§ Text segment
──────

1-Hydroxy, 9-hydroxy, and 9-ketofluorene have been detected as metabolites of fluorene following incubation of this compound with rat liver preparations.
The metabolic pathway of the polycyclic aromatic hydrocarbon (PAH) fluorene and the cometabolic pathway of the PAHs phenanthrene, fluoranthene, anthracene, and dibenzothiophene in Sphingomonas sp. LB126 were examined. To our knowledge this is the first study on the cometabolic degradation of the three-ring PAHs phenanthrene, anthracene and the four-ring PAH fluoranthene by a fluorene-utilizing species. Metabolism of fluorene was shown to proceed via the 9-fluorenone pathway to form o-phthalic acid and protocatechuic acid. The cometabolic mono-hydroxylation found for phenanthrene, fluoranthene, and anthracene shows similarity with the hydroxylation of fluorene. Several mono- and dihydroxy products and ring-cleavage products were identified for phenanthrene, fluoranthene and anthracene. It appeared that the cometabolism of those three compounds is a non-specific process, in contrast to the metabolism of fluorene. For dibenzothiophene the metabolites dibenzothiophene-5-oxide and dibenzothiophene-5,5-dioxide were identified; these compounds appeared to be the products of a dead-end pathway. Since apart from dibenzothiophene no metabolites were found in very high concentrations for any of the other substrates, complete degradation is suggested, even for the cometabolic degradation of phenanthrene, fluoranthene, and anthracene.
Fluorene, diphenyl ether, dibenzo-p-dioxin, and carbazole were used by a dibenzofuran-utilizing Janibacter sp. strain YY-1. Metabolites were identified by GC-MS. Angular dioxygenation was the major pathway for degradation of fluorene, diphenyl ether, and dibenzo-p-dioxin but not for carbazole. Lateral dioxygenation of all tested compounds was indicated by the detection of mono- or di-hydroxylated compounds. The bacterium also catalyzed the monooxygenation of fluorene at the C9 position.
For more Metabolism/Metabolites (Complete) data for FLUORENE (7 total), please visit the HSDB record page.
PAH metabolism occurs in all tissues, usually by cytochrome P-450 and its associated enzymes. PAHs are metabolized into reactive intermediates, which include epoxide intermediates, dihydrodiols, phenols, quinones, and their various combinations. The phenols, quinones, and dihydrodiols can all be conjugated to glucuronides and sulfate esters; the quinones also form glutathione conjugates. (L10)

──────

§ Recorded information
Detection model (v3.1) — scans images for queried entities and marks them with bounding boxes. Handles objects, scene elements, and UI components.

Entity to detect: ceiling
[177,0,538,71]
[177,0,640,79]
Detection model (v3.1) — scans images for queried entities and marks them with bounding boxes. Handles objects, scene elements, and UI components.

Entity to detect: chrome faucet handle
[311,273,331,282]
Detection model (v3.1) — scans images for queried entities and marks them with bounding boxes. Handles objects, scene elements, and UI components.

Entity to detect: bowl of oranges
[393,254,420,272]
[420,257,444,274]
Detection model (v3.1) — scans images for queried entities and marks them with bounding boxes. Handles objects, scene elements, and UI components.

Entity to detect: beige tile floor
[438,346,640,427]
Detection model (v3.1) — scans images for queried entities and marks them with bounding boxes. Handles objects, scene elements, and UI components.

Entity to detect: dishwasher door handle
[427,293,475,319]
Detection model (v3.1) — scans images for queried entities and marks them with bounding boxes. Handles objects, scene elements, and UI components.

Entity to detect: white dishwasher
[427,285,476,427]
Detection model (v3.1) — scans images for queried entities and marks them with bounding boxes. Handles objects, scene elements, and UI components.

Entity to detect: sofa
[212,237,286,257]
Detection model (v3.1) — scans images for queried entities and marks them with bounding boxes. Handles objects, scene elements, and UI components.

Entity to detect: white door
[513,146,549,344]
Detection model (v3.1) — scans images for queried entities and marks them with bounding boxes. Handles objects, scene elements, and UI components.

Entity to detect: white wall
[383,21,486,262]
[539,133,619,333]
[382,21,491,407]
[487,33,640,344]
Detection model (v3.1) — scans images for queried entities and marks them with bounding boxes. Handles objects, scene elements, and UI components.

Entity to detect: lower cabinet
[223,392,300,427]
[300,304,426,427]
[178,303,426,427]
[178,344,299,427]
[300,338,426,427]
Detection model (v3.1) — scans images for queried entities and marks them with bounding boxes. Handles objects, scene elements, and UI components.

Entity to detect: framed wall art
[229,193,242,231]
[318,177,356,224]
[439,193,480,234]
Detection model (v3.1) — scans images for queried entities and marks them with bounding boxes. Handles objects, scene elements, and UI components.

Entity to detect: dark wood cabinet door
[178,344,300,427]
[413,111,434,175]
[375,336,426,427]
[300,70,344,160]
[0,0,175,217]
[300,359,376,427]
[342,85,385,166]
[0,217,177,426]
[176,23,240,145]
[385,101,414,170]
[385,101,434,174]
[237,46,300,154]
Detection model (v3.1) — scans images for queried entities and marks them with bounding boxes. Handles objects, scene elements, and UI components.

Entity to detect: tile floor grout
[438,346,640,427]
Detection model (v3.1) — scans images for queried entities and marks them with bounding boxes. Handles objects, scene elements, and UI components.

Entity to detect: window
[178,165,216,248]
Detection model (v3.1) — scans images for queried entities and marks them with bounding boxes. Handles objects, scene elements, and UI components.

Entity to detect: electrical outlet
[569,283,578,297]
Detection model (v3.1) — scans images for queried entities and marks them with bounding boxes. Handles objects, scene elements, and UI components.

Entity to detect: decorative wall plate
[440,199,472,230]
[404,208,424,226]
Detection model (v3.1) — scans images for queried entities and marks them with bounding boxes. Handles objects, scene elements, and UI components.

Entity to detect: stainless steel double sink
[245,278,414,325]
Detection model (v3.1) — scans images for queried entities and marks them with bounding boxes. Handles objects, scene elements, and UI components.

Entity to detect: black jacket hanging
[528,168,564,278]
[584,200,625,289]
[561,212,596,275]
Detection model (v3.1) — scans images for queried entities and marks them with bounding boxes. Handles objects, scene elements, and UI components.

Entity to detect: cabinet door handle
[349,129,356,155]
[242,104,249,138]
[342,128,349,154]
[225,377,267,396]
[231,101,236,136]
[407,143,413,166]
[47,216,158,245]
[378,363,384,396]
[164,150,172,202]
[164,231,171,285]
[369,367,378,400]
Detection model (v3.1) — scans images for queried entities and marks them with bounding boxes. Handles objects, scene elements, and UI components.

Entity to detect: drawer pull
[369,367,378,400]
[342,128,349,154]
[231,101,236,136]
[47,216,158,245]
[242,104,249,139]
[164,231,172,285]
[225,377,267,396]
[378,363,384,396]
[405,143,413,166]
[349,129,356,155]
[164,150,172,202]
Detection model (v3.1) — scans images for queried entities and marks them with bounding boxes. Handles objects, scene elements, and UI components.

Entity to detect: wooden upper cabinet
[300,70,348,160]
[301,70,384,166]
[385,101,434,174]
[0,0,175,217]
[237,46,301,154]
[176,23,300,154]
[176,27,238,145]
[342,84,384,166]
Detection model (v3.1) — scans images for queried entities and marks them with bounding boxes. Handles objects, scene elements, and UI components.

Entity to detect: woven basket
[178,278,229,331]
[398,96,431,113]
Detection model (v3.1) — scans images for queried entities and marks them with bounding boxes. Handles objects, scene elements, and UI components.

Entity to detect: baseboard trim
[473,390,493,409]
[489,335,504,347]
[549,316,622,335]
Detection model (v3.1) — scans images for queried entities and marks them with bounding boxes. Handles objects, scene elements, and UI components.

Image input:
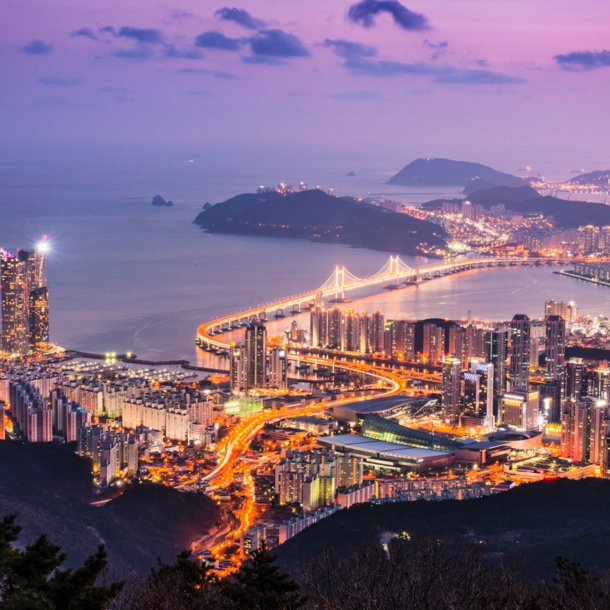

──────

§ Required action
Reproduce the fluorene metabolism text word for word, from "Fluorene, diphenyl ether, dibenzo-p-dioxin, and" to "the C9 position.".

§ Result of the task
Fluorene, diphenyl ether, dibenzo-p-dioxin, and carbazole were used by a dibenzofuran-utilizing Janibacter sp. strain YY-1. Metabolites were identified by GC-MS. Angular dioxygenation was the major pathway for degradation of fluorene, diphenyl ether, and dibenzo-p-dioxin but not for carbazole. Lateral dioxygenation of all tested compounds was indicated by the detection of mono- or di-hydroxylated compounds. The bacterium also catalyzed the monooxygenation of fluorene at the C9 position.